• How to complete this task:
Write out the whole piece on taxation in Nigeria below, word for word, with nothing changed.

• Excerpted text:
┏━━

TAXATION IN NIGERIA

The Nigerian dream of declining income and increasing taxation in the country is what we all would have to get accustomed too, with new policies and enforcement being put in place especially by the Lagos state government with little or no concern for the citizens and businesses owners in the state.

Nigerians have been asked to pay taxes for online bank transactions, taxes have been imposed for using the Point Of Sale (POS) machine, you are charged for interbank transactions, a new tax has been imposed on house rent, Value Added Tax (VAT) has been increased from 5% to 7.5% and there is a plan to tax logistics and courier firms.

In the aftermath of the COVID 19 pandemic that rattled the world at large, not leaving out the third world countries that still struggles to provide its citizens with the basic needs such as healthcare, security and the likes, a new law has been passed into the system that is set to shake the economic downturn of the pandemic to a whole new phase. And this begs the question, is that what the citizens and business ventures need in this time of crisis?

The Lagos State Government led by Governor Babajide Sanwo-Olu announced a 5% levy on all “audio and visual content” created and sold within the state and a 10% service tax for ride-hailing company in the state. What the levy is for hasn’t been made clear, sources have come out to say the levy will “assist the Lagos state government in policy formulation, with regards to planning and funding for the sector”.

Content creators have also been mandated to register their content within 30 days.

Eyebrows have been raised in negating this seeming “craze” and injustice because content creators pay income and VAT tax already why burden them with multiple taxations at one of the most difficult times in Nigerian history, with the rates of Dollar to Naira at a staggering difference and the crash in the price of crude oil in the global market, this is the oddest of time to drain your hardworking citizens.

Taxes appear to be a major constraint to the development of emerging SMEs in Nigeria, businesses that make a profit are usually subjected to multiple taxations in their first three years of commencement due to the rules for taxation of new businesses, thereby increasing the risk of failure of SMEs within the first few years of business, In the same vein, a good number of the SMEs are not able to adequately benefit from tax incentives due to the small size of their operations.”

┗━━

• Information provided:
┏━━

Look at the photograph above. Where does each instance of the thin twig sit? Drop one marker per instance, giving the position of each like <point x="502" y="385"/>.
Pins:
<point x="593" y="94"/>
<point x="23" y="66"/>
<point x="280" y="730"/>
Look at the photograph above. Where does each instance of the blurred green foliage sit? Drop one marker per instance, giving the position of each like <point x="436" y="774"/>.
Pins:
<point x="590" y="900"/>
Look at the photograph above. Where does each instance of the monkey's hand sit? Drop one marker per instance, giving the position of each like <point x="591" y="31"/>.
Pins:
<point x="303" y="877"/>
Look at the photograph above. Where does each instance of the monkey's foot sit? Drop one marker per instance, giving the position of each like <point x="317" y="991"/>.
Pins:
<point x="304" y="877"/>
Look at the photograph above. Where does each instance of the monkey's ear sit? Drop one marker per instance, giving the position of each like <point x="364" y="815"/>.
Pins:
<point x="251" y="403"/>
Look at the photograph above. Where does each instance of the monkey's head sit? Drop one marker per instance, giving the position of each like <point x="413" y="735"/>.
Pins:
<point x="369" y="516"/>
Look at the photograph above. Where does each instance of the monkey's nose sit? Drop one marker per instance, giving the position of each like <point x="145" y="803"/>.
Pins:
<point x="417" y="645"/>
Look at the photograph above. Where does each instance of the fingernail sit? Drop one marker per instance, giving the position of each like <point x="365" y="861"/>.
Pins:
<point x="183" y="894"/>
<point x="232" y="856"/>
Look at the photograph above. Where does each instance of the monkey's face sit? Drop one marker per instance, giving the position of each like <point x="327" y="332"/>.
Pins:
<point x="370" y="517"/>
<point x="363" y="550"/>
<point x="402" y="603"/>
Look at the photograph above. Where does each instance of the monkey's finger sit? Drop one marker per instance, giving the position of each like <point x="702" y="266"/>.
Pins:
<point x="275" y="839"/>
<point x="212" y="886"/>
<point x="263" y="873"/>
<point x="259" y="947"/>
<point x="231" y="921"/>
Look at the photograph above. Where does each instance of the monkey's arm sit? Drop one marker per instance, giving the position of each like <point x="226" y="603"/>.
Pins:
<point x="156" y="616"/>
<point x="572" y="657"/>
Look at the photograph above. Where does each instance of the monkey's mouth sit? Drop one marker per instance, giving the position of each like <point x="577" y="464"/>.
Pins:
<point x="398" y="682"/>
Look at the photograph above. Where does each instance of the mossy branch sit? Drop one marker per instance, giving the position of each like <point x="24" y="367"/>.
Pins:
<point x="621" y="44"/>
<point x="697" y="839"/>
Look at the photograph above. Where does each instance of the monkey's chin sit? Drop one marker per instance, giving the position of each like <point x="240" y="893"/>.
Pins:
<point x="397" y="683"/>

┗━━

• Answer for the task:
TAXATION IN NIGERIA

The Nigerian dream of declining income and increasing taxation in the country is what we all would have to get accustomed too, with new policies and enforcement being put in place especially by the Lagos state government with little or no concern for the citizens and businesses owners in the state.

Nigerians have been asked to pay taxes for online bank transactions, taxes have been imposed for using the Point Of Sale (POS) machine, you are charged for interbank transactions, a new tax has been imposed on house rent, Value Added Tax (VAT) has been increased from 5% to 7.5% and there is a plan to tax logistics and courier firms.

In the aftermath of the COVID 19 pandemic that rattled the world at large, not leaving out the third world countries that still struggles to provide its citizens with the basic needs such as healthcare, security and the likes, a new law has been passed into the system that is set to shake the economic downturn of the pandemic to a whole new phase. And this begs the question, is that what the citizens and business ventures need in this time of crisis?

The Lagos State Government led by Governor Babajide Sanwo-Olu announced a 5% levy on all “audio and visual content” created and sold within the state and a 10% service tax for ride-hailing company in the state. What the levy is for hasn’t been made clear, sources have come out to say the levy will “assist the Lagos state government in policy formulation, with regards to planning and funding for the sector”.

Content creators have also been mandated to register their content within 30 days.

Eyebrows have been raised in negating this seeming “craze” and injustice because content creators pay income and VAT tax already why burden them with multiple taxations at one of the most difficult times in Nigerian history, with the rates of Dollar to Naira at a staggering difference and the crash in the price of crude oil in the global market, this is the oddest of time to drain your hardworking citizens.

Taxes appear to be a major constraint to the development of emerging SMEs in Nigeria, businesses that make a profit are usually subjected to multiple taxations in their first three years of commencement due to the rules for taxation of new businesses, thereby increasing the risk of failure of SMEs within the first few years of business, In the same vein, a good number of the SMEs are not able to adequately benefit from tax incentives due to the small size of their operations.”